**PROBLEM**
Without the pictures, return all of the material exactly as written.
[start GIVEN DATA]
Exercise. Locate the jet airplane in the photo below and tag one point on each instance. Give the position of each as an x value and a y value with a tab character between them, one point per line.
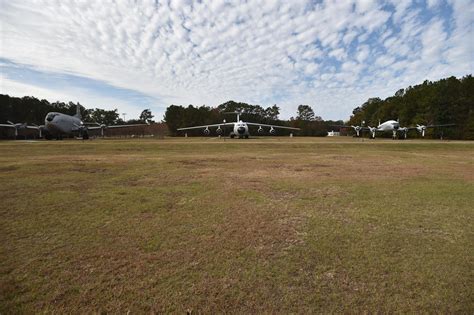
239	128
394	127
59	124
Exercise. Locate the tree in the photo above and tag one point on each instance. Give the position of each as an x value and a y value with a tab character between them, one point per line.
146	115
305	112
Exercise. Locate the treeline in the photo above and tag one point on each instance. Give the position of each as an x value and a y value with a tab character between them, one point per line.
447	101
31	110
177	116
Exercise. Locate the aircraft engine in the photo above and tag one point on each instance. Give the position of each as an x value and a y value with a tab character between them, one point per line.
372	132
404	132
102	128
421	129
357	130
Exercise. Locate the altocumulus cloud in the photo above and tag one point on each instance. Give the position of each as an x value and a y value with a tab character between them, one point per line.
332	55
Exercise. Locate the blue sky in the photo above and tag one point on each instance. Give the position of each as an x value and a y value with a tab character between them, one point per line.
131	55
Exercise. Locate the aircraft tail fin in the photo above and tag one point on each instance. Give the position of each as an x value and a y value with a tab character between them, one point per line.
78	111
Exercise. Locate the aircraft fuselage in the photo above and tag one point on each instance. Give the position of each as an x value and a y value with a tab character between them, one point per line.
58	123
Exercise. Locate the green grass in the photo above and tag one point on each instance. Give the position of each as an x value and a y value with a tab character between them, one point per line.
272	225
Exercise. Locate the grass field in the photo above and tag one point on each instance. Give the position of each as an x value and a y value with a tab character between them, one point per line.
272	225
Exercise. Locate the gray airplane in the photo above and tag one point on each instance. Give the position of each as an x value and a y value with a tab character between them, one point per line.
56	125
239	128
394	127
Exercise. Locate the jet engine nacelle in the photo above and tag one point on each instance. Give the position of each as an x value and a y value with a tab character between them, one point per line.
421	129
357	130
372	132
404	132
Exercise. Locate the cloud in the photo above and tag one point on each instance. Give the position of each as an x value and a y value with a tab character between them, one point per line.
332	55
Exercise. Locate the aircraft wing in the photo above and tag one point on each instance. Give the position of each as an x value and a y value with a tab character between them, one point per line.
[end GIVEN DATA]
**FINAL RESULT**
Exercise. Locate the jet airplane in the photo below and tag one point on each instance. Give the position of each as an x value and a y value with a tab character between them, one point per line.
239	128
394	127
59	124
Exercise. Locate the tree in the photo above and tag one point on each instance. Give the position of each as an x value and a y value with a tab character between them, one point per line.
146	115
305	112
Exercise. Locate the treeline in the photo above and tag one point on each instance. Give the position of each as an x value and a y value with a tab character between them, one point per line.
447	101
31	110
177	116
Exercise. Locate the aircraft engine in the photo above and tag one point on each instance. Give the position of each as an x value and a y value with a tab character between them, one point per line.
372	132
404	132
102	128
421	129
357	130
Exercise. Locate the altocumulus cloud in the photo above and tag one point on each instance. Give the position of each as an x value and a y value with a tab character between them, one point per line.
332	55
Exercise. Locate the blue sky in the photo above and tag one point on each instance. Give the position of each as an x value and a y value with a tab character between them, one point per line.
131	55
Exercise. Locate the aircraft tail fin in the photo above and tag one point on each instance. Give the position of each as an x value and a y value with a tab character between them, one point per line.
78	111
Exercise. Locate the aircraft fuselage in the photo above and tag one point on each instance. Give the position of each as an x value and a y value with a tab character between them, one point per line.
58	123
Exercise. Locate the green grass in the photo above and tag one point on each instance. Give the position of each as an x value and a y value with a tab character between them, one point per line.
272	225
Exercise. Locate the grass field in the photo above and tag one point on each instance. Give the position of each as an x value and a y value with a tab character between them, one point per line.
272	225
Exercise. Locate the gray airplane in the photo above and tag one point on each instance. Give the position of each as an x value and a y value with a tab character between them, one point per line.
56	125
239	128
394	127
Exercise. Locate the jet engine nacelle in the photo above and tag one point on each instance. Give the position of each as an x value and a y value with a tab character between them, one point per line.
421	129
357	130
372	132
404	132
Exercise. Locate the cloud in the photo above and tag one point on each instance. Give the position of each as an x value and a y value with a tab character between them, one point per line.
332	55
Exercise. Locate the aircraft wing in the photo above and tag one point on each instance. Give the position of each as an x value and a y value with a tab character between them, one point per line.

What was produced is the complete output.